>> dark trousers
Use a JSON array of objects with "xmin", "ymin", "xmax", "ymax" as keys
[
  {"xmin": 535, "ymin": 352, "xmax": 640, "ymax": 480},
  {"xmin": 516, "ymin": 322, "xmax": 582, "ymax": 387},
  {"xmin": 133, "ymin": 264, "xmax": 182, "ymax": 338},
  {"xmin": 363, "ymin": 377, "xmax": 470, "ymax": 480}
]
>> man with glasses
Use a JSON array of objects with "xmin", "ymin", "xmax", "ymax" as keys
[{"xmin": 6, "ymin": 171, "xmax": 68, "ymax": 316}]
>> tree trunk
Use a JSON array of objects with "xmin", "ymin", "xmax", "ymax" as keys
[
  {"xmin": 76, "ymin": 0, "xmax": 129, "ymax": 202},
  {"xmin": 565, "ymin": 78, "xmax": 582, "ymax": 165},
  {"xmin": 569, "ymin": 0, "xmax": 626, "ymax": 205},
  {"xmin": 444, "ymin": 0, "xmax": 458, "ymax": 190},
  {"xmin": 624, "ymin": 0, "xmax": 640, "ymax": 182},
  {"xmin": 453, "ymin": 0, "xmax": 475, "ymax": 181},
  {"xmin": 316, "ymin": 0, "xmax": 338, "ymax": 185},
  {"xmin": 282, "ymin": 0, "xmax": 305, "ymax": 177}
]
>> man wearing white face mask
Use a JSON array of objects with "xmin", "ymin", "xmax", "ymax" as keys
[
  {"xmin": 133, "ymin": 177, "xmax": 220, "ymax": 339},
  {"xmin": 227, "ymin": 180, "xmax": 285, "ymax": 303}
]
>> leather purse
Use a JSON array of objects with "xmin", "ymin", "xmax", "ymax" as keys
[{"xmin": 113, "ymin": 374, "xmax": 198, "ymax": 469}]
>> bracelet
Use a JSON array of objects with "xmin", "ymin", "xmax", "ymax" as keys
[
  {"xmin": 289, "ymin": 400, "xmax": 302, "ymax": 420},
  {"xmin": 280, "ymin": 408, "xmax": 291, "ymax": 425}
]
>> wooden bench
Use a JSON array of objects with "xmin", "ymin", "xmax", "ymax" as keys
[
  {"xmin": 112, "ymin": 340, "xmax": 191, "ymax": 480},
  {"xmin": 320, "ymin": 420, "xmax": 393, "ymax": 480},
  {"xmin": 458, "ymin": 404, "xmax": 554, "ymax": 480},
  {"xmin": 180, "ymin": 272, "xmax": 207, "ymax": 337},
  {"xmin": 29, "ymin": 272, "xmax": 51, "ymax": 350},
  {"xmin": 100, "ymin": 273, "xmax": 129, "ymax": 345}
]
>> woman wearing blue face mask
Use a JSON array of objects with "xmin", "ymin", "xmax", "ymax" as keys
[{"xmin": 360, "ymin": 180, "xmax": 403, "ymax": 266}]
——
* What to work on *
How many lines in the rows above contain the string "mask"? Reply with the number alone.

* Response to this exercise *
2